Region annotation entries:
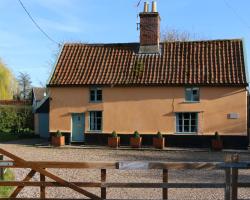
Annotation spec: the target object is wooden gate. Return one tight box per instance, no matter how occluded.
[0,149,250,200]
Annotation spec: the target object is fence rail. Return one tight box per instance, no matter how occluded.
[0,149,250,200]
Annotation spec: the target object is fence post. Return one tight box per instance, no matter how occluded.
[224,155,231,200]
[101,169,107,199]
[162,169,168,200]
[0,155,4,180]
[40,168,46,199]
[231,154,239,200]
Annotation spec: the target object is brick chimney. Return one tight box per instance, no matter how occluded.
[139,1,160,53]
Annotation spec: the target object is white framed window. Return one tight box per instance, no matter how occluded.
[176,112,198,133]
[89,88,102,102]
[185,87,200,102]
[89,111,102,131]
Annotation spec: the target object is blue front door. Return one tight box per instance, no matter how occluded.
[71,113,85,142]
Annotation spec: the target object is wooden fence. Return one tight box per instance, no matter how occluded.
[0,149,250,200]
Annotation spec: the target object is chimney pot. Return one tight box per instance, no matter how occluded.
[152,1,157,12]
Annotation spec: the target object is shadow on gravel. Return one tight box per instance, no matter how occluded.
[0,138,49,147]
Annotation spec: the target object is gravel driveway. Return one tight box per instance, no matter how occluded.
[1,140,250,199]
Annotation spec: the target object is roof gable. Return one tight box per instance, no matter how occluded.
[49,40,247,86]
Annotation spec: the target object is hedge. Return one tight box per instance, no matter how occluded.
[0,106,34,133]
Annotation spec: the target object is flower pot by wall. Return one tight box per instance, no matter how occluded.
[153,137,165,149]
[108,137,120,148]
[212,139,223,151]
[51,136,65,147]
[130,137,142,148]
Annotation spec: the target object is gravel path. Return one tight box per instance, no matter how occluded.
[0,140,250,200]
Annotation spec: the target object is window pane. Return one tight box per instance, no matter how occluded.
[184,126,189,132]
[177,126,182,132]
[185,88,192,101]
[176,113,198,133]
[184,113,190,119]
[89,111,102,131]
[190,113,196,120]
[90,90,95,101]
[96,90,102,101]
[191,126,197,132]
[191,120,196,126]
[89,112,95,130]
[193,94,200,101]
[192,88,200,101]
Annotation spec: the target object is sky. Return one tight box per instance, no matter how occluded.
[0,0,250,87]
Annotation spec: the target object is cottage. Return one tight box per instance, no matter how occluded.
[48,2,248,145]
[31,87,49,138]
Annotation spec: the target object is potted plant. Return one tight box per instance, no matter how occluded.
[153,131,165,149]
[108,131,120,148]
[130,131,142,148]
[52,130,65,147]
[212,131,223,151]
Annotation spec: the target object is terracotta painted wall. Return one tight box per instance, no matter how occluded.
[50,87,247,135]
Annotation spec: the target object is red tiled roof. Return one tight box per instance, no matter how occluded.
[49,40,247,86]
[0,100,31,106]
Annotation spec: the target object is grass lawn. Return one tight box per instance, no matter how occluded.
[0,169,15,198]
[0,133,38,143]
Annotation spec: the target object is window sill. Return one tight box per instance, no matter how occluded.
[86,130,102,134]
[182,101,200,104]
[174,132,198,135]
[89,101,103,103]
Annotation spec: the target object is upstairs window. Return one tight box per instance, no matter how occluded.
[89,88,102,102]
[185,87,200,102]
[89,111,102,131]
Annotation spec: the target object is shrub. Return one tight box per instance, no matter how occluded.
[214,131,220,141]
[156,131,162,139]
[111,131,118,138]
[0,106,34,134]
[133,131,140,138]
[55,130,62,137]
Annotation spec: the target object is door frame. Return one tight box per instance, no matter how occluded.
[70,112,85,142]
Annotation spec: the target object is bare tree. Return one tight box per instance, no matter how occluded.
[18,72,31,99]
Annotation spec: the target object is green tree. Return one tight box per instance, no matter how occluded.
[0,60,17,100]
[18,72,32,99]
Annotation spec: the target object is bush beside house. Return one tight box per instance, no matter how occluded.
[0,105,34,140]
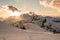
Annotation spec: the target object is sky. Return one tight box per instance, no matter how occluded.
[0,0,60,13]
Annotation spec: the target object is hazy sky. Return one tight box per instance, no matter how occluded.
[0,0,60,13]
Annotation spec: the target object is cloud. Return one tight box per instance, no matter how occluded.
[40,0,60,11]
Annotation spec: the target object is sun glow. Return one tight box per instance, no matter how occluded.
[8,11,22,16]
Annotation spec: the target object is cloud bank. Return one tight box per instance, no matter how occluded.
[40,0,60,11]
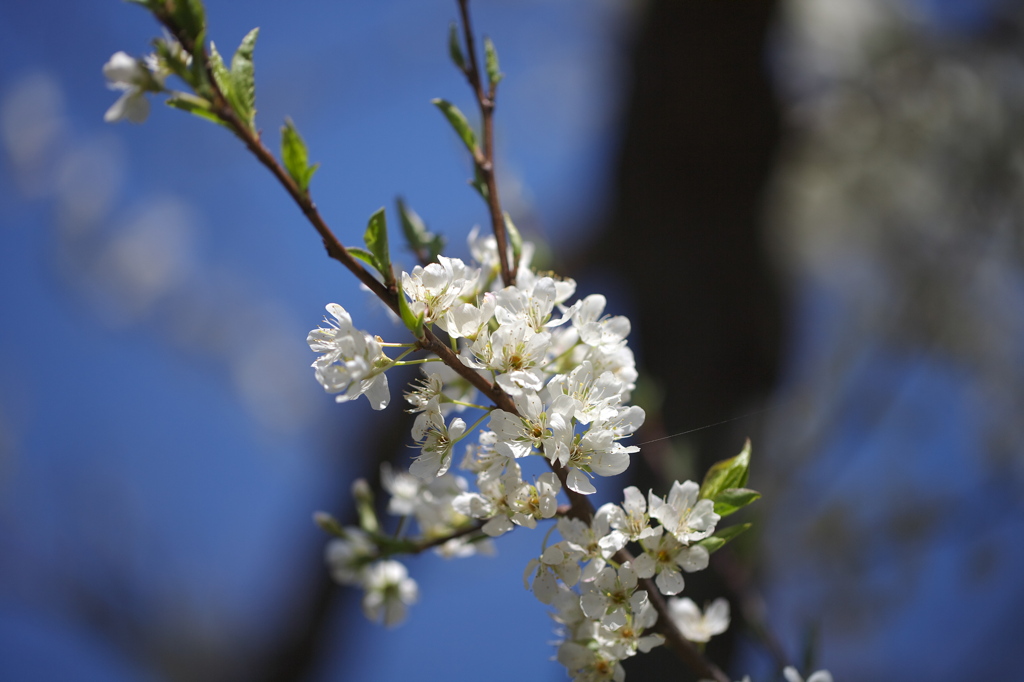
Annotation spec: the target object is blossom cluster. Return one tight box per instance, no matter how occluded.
[307,230,765,681]
[524,481,728,682]
[103,0,815,682]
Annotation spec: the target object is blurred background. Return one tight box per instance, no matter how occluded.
[0,0,1024,682]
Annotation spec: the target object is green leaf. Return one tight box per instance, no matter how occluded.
[483,38,505,87]
[397,282,426,339]
[231,28,259,130]
[715,487,761,516]
[694,523,754,554]
[167,92,227,126]
[469,164,490,202]
[449,22,466,72]
[210,41,234,106]
[313,512,348,539]
[281,119,319,193]
[395,197,444,261]
[185,31,213,97]
[362,208,394,286]
[699,439,751,500]
[430,99,477,157]
[505,211,522,263]
[345,247,381,272]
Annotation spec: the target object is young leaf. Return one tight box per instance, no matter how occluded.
[395,197,444,262]
[345,247,381,272]
[694,523,753,554]
[483,38,505,88]
[397,282,426,339]
[430,99,477,156]
[231,28,259,130]
[505,211,522,263]
[449,22,466,72]
[699,439,751,500]
[469,164,490,202]
[362,208,394,286]
[281,119,319,193]
[167,92,227,126]
[210,41,234,103]
[715,487,761,516]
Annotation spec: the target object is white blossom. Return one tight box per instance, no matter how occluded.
[580,562,647,630]
[546,360,625,424]
[558,642,626,682]
[650,480,721,545]
[522,541,583,604]
[597,601,665,658]
[324,527,377,585]
[441,292,497,341]
[669,597,729,642]
[782,666,833,682]
[401,256,480,329]
[495,276,575,332]
[103,52,164,123]
[572,294,630,349]
[409,410,466,481]
[306,303,392,410]
[362,560,419,628]
[633,526,709,595]
[608,485,660,540]
[558,505,628,581]
[506,465,562,528]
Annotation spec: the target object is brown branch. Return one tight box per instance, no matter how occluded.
[459,0,518,287]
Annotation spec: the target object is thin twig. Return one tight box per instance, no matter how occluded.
[459,0,517,287]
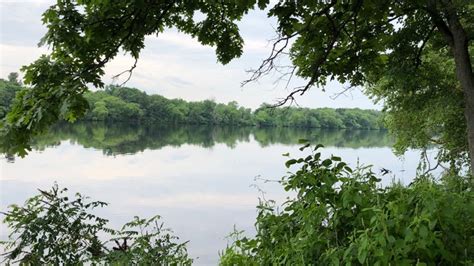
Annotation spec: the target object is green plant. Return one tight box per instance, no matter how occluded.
[221,143,474,265]
[105,216,192,265]
[0,184,192,265]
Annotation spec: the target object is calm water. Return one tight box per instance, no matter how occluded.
[0,123,436,265]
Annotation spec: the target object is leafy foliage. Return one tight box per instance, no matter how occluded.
[0,185,192,265]
[2,0,267,155]
[221,144,474,265]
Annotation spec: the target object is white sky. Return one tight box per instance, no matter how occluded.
[0,0,380,109]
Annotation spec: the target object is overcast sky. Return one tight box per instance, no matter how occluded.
[0,0,380,109]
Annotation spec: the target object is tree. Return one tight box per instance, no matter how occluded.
[0,0,474,169]
[8,72,21,85]
[247,0,474,171]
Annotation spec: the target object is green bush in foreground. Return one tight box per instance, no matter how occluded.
[2,144,474,265]
[220,144,474,265]
[1,185,192,265]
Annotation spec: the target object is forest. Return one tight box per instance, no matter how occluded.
[0,79,383,129]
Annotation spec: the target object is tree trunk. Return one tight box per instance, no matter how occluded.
[448,16,474,174]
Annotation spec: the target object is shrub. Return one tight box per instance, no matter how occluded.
[0,185,192,265]
[220,144,474,265]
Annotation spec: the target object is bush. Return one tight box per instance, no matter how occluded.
[220,144,474,265]
[1,185,192,265]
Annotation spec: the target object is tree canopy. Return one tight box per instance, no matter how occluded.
[2,0,474,169]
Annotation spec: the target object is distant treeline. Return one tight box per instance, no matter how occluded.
[0,80,383,129]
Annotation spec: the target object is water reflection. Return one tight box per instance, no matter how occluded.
[24,122,392,155]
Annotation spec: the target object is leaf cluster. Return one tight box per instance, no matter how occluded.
[221,144,474,265]
[0,185,192,265]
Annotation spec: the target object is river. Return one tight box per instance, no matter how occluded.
[0,123,436,265]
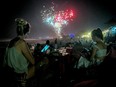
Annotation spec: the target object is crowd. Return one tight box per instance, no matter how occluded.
[3,18,116,87]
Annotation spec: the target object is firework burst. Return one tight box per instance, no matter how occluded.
[41,2,74,37]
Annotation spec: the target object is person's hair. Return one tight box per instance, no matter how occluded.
[15,18,30,35]
[91,28,103,40]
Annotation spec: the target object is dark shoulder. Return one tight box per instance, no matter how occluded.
[8,37,20,48]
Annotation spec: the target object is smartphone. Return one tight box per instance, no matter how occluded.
[41,45,50,52]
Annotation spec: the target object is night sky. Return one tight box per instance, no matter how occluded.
[0,0,116,39]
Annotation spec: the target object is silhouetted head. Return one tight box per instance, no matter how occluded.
[91,28,103,41]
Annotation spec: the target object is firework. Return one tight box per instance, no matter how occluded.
[41,5,74,36]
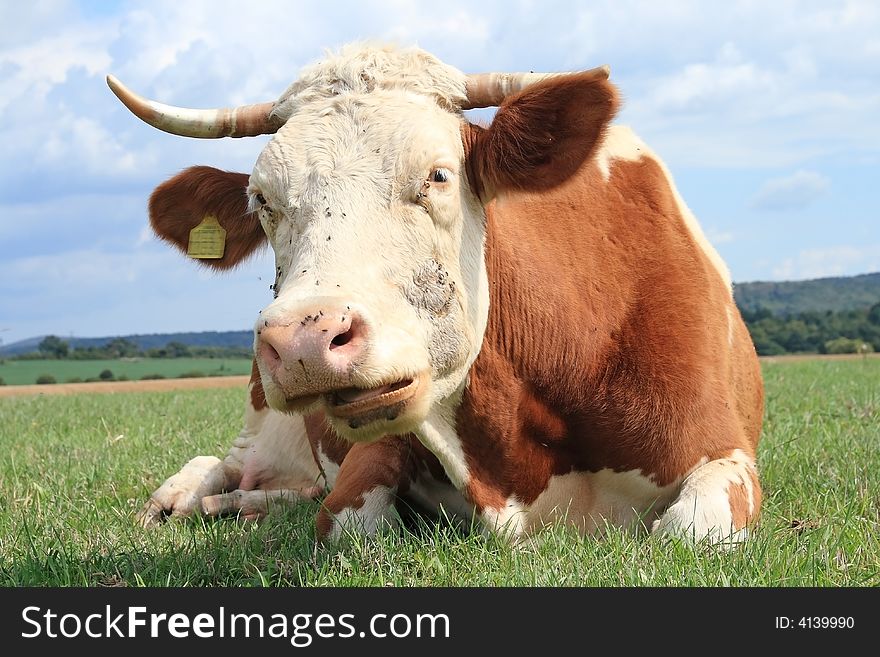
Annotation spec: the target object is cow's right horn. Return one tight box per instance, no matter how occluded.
[461,64,611,109]
[107,75,284,139]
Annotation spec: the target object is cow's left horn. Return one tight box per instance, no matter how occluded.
[107,75,284,139]
[461,64,611,109]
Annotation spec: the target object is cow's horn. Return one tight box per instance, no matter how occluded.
[107,75,284,139]
[461,64,611,109]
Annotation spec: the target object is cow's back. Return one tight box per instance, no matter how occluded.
[457,123,763,504]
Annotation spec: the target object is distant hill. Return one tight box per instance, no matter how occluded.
[0,272,880,356]
[0,331,254,356]
[733,272,880,315]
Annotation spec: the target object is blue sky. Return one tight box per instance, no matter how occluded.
[0,0,880,344]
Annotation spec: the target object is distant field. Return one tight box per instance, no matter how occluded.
[0,359,880,588]
[0,358,252,386]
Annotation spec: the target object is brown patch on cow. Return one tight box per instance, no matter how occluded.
[303,411,351,465]
[250,359,269,411]
[457,84,763,507]
[149,167,266,269]
[315,436,414,540]
[463,74,619,200]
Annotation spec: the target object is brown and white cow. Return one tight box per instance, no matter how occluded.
[108,44,763,542]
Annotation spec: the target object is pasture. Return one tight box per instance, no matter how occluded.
[0,358,252,386]
[0,359,880,587]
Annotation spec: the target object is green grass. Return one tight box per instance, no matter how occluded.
[0,359,880,587]
[0,358,252,385]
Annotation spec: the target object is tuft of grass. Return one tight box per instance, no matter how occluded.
[0,360,880,587]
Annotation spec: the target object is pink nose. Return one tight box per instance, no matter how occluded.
[257,303,367,399]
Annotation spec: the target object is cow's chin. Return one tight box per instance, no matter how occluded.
[266,374,430,442]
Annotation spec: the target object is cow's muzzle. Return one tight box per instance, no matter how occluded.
[256,299,424,437]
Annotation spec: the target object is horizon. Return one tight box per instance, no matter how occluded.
[0,0,880,346]
[6,271,880,351]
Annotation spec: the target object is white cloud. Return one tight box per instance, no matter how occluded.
[706,228,736,246]
[773,244,880,280]
[0,0,880,340]
[750,170,831,210]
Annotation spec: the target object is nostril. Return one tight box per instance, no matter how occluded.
[260,341,281,364]
[328,308,364,351]
[330,329,354,351]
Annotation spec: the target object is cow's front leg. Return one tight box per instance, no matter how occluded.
[138,366,323,527]
[137,456,241,527]
[316,436,412,542]
[652,449,761,545]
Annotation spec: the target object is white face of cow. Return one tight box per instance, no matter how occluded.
[248,70,488,440]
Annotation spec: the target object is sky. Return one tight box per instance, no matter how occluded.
[0,0,880,345]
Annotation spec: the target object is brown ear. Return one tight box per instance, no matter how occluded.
[150,167,266,269]
[464,72,619,202]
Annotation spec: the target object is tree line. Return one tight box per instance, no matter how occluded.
[742,303,880,356]
[10,335,253,360]
[11,302,880,360]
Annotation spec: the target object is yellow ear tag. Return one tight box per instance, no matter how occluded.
[186,214,226,260]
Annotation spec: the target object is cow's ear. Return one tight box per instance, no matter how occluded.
[463,72,619,202]
[150,167,266,269]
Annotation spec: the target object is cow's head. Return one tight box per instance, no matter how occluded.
[111,42,617,440]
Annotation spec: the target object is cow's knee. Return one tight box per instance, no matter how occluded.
[315,486,398,543]
[652,450,761,544]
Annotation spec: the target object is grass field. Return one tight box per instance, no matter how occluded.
[0,358,252,386]
[0,359,880,587]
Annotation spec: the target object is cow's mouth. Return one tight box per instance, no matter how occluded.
[324,379,419,429]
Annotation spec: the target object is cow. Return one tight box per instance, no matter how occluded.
[108,43,763,544]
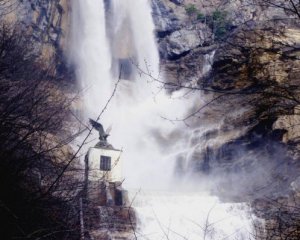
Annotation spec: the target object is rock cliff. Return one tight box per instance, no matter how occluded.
[152,0,300,201]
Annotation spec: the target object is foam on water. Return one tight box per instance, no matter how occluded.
[70,0,255,237]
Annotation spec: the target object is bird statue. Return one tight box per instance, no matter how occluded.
[89,118,111,142]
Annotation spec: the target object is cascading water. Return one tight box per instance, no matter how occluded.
[71,0,255,240]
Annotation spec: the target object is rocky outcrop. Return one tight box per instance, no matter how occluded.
[153,0,300,200]
[0,0,70,74]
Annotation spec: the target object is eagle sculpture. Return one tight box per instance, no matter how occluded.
[90,119,111,142]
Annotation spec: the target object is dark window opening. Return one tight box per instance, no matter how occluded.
[100,156,111,171]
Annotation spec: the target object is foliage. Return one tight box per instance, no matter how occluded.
[0,25,78,239]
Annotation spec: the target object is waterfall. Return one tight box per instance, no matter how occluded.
[70,0,255,240]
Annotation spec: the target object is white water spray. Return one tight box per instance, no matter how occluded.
[71,0,255,240]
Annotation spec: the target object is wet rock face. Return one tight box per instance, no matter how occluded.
[2,0,70,72]
[153,0,300,202]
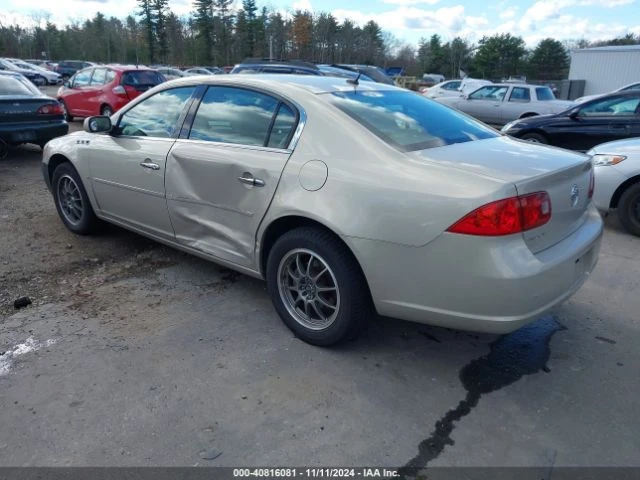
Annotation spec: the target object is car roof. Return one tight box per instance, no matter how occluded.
[162,73,406,96]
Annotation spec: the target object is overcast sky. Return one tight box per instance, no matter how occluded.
[0,0,640,46]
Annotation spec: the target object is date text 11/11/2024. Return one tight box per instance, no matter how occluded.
[233,467,400,478]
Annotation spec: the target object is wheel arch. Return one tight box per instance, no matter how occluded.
[609,174,640,208]
[259,214,373,305]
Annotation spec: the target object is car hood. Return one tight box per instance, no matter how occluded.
[589,138,640,157]
[408,136,586,183]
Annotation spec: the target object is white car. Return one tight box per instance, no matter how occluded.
[587,138,640,236]
[422,80,462,98]
[9,59,62,85]
[576,82,640,103]
[437,83,575,125]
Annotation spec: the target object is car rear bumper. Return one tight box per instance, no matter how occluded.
[347,206,603,333]
[0,122,69,145]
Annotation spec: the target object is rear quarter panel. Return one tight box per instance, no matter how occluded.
[258,97,515,246]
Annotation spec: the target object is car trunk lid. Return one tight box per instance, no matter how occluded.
[0,95,62,123]
[409,137,592,253]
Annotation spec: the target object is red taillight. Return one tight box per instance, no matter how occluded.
[447,192,551,237]
[36,103,64,115]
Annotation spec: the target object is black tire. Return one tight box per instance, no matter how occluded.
[618,183,640,237]
[58,99,73,122]
[51,162,100,235]
[520,132,549,145]
[266,227,373,346]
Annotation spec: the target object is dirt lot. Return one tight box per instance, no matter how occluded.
[0,123,640,467]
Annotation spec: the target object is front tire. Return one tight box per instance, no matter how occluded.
[618,183,640,236]
[520,132,549,145]
[51,163,100,235]
[267,227,373,346]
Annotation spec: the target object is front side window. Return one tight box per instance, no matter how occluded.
[536,87,556,102]
[118,87,195,138]
[73,70,92,88]
[189,87,279,146]
[329,91,499,151]
[469,85,509,102]
[620,83,640,92]
[579,97,640,117]
[509,87,531,102]
[0,75,40,96]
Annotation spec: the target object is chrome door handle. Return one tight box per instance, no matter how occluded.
[140,158,160,170]
[238,172,264,187]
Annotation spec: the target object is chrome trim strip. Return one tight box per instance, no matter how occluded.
[93,177,164,198]
[170,138,293,155]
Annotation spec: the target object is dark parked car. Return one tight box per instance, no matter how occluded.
[0,72,69,147]
[332,64,395,85]
[0,58,47,85]
[230,59,323,75]
[502,90,640,151]
[54,60,94,80]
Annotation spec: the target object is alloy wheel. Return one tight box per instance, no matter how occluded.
[278,248,340,330]
[58,175,84,225]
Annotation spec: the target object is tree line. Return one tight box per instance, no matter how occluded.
[0,0,640,80]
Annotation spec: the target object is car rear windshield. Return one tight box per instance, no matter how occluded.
[536,87,556,101]
[122,70,164,87]
[332,90,499,152]
[0,75,40,97]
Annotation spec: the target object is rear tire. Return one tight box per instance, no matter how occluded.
[58,100,73,122]
[51,162,100,235]
[520,132,549,145]
[266,227,373,346]
[618,183,640,236]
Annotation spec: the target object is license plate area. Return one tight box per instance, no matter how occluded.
[13,130,36,142]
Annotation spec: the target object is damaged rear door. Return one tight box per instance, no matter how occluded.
[165,86,298,267]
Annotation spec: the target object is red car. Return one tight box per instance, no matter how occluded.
[57,65,165,122]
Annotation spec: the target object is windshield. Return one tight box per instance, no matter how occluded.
[0,75,40,97]
[332,90,499,151]
[536,87,556,101]
[122,70,164,86]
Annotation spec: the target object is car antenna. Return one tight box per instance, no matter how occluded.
[347,72,362,87]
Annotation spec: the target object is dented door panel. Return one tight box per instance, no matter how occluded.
[165,140,290,266]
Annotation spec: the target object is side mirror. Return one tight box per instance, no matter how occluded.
[82,115,112,133]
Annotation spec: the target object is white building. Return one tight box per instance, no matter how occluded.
[569,45,640,95]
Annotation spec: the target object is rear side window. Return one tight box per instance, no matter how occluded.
[329,90,498,151]
[91,68,107,85]
[73,70,92,87]
[267,103,296,148]
[122,70,163,87]
[189,87,279,146]
[509,87,531,102]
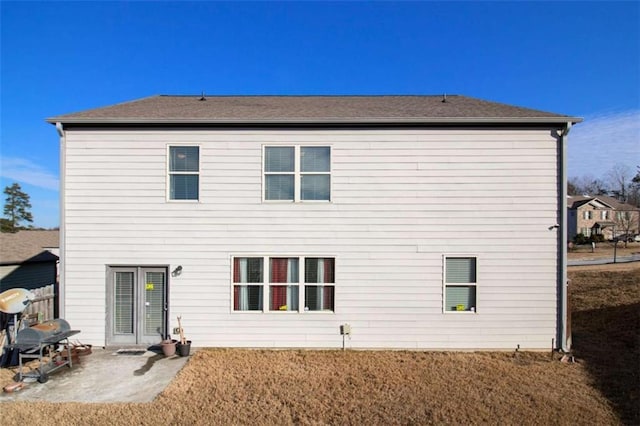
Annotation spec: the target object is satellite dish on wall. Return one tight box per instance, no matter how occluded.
[0,288,35,314]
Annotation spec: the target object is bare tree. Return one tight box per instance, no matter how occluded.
[607,164,633,203]
[613,204,640,247]
[567,175,609,195]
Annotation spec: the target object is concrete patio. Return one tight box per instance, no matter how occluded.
[0,348,193,403]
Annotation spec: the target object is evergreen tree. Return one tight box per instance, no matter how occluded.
[2,183,33,232]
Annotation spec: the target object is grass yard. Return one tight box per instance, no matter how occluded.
[0,264,640,425]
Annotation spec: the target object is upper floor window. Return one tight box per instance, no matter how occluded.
[444,257,477,312]
[169,146,200,200]
[616,212,631,220]
[264,146,331,202]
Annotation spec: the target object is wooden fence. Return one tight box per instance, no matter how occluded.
[23,284,56,322]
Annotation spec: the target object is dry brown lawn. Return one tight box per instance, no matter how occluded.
[568,242,640,260]
[0,264,640,425]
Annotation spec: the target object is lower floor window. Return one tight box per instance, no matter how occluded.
[233,285,262,311]
[233,256,335,312]
[444,256,477,312]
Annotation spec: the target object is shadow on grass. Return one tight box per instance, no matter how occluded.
[572,303,640,425]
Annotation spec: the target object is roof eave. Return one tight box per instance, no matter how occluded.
[46,116,582,125]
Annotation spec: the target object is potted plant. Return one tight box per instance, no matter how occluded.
[160,338,177,357]
[176,316,191,356]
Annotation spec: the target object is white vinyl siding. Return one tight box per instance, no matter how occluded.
[61,127,559,349]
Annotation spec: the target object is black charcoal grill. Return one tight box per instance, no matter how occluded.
[11,318,80,383]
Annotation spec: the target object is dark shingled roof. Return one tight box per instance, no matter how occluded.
[47,95,581,124]
[0,230,60,265]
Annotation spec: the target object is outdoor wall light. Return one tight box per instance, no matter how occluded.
[171,265,182,277]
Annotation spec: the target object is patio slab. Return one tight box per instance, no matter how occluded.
[0,348,193,403]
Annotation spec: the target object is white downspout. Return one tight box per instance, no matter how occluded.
[559,121,572,352]
[56,122,67,318]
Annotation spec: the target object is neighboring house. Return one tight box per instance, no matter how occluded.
[567,195,640,240]
[0,230,60,292]
[47,96,580,349]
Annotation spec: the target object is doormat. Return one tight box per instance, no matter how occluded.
[115,349,146,356]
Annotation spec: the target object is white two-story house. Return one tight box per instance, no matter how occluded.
[48,96,580,349]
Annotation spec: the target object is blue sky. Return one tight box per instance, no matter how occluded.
[0,1,640,227]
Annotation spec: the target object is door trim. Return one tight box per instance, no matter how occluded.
[105,265,170,346]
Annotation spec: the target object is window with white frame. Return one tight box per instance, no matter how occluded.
[444,256,477,312]
[168,146,200,200]
[263,145,331,202]
[233,256,335,312]
[304,257,335,311]
[233,257,264,311]
[616,212,631,220]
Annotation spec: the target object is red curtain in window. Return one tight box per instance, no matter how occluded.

### WORK TO DO
Could you write out the material again from the line that has "Annotation spec: the target object is grass yard." through the line that has "[11,318,80,383]", requests included, with each bounding-box coordinate in the answers multiplied by 0.6 and rounded to a whole number, halves rounding up?

### FULL ANSWER
Annotation spec: the target object is grass yard. Return one tight box per instance, no matter how occluded.
[0,158,384,255]
Annotation spec: the target object is upper floor window. Return one tight box per instance, no matter how occluded.
[266,154,286,187]
[101,88,120,120]
[370,127,379,132]
[158,88,199,121]
Annotation spec: the target object is wooden fence. Return one tight box per instance, no matter how occluded.
[14,170,34,193]
Annotation spec: the target object is dry brown lawn. Return one tight box per instance, no matter how occluded.
[341,145,384,156]
[0,158,384,255]
Annotation spec: the target object is lower floor window. Return one tight box per instance, no matter how occluded.
[140,171,157,187]
[140,154,201,187]
[266,154,286,187]
Annotation spec: the target object is shadow on grass. Return one tight box per instance, no matter how occluded.
[343,182,384,255]
Annotation spec: the target object is roof eave. Return one tight box per instance, no matter how occluded.
[28,70,349,75]
Annotation spec: the target object is potted plant. Return one tight box per instance, no matter how occluded.
[96,203,106,214]
[106,190,115,214]
Annotation spec: the target object is white vinyl siding. Return one tight box per instance, no matter how occluded.
[37,76,335,209]
Annotation spec: the target object is black charcoal grill. Return one tight box per instance, no matter how occluded.
[7,191,48,230]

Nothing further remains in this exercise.